Second, the correlation has not been measured and would be hard to measure accurately: many applications do not 
offer large enough exposure to assess the frequency of very rare events, multiple versions of a standards might have 
been used over the years, and anecdotes about lenient assessors suggest differences in how standards are interpreted 
and applied. It is also possible that a standard might work better for a system of the past than a new system 
featuring a more complex processor, a more integrated and networked platform, more complex software functions, 
or more autonomy. The community needs better evidence that standards are fit to support safety-related decisions. 

What it Means for a Standard for Software in Safety-Critical Applications to ‘Work’ 

Assessing whether a standard works requires identifying what it means to work. Ideally, each standard would define 
this for itself. But while some standards include statements about the standard’s aims or contributions, these are 
rarely testable hypotheses about the standards’ effects on safety or correctness. Some are vague, others are belied by 
the body of the standard, and yet others sidestep important issues. For example, ISO 26262 promises “guidance to 
help avoid [risks due to the failure of electrical or electronic components in automobiles] by providing appropriate 
requirements and processes” (ref. 3). But what does it mean to “help avoid” risk? The statement does not promise a 
result that will satisfy any of the well-known theories of residual risk acceptability (ref. 28). It is perhaps unfair to 
expect that it would: ISO 26262 is an industry consensus document meant to apply across a diverse supply chain.
——
▸ **Exercises**
a. Answer these questions from the passage on software safety standards:
(i) What does the community need, according to the passage?
(ii) What does assessing whether a standard works require?
(iii) What kind of document is ISO 26262 described as?
b. Set down the passage on software safety standards from "Second, the correlation" up to and including "support safety-related decisions.", copied word for word.
——
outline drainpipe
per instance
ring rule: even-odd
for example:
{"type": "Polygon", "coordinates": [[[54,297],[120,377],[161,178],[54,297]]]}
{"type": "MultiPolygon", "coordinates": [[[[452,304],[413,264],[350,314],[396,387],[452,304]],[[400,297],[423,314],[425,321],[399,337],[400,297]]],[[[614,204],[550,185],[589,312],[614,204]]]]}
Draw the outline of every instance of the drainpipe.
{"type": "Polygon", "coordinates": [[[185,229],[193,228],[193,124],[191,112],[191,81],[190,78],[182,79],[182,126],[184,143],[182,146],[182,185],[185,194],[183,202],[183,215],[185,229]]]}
——
▸ **Per-task outputs**
a.
(i) Better evidence that standards are fit to support safety-related decisions.
(ii) Identifying what it means to work.
(iii) An industry consensus document meant to apply across a diverse supply chain.

b.
Second, the correlation has not been measured and would be hard to measure accurately: many applications do not 
offer large enough exposure to assess the frequency of very rare events, multiple versions of a standards might have 
been used over the years, and anecdotes about lenient assessors suggest differences in how standards are interpreted 
and applied. It is also possible that a standard might work better for a system of the past than a new system 
featuring a more complex processor, a more integrated and networked platform, more complex software functions, 
or more autonomy. The community needs better evidence that standards are fit to support safety-related decisions.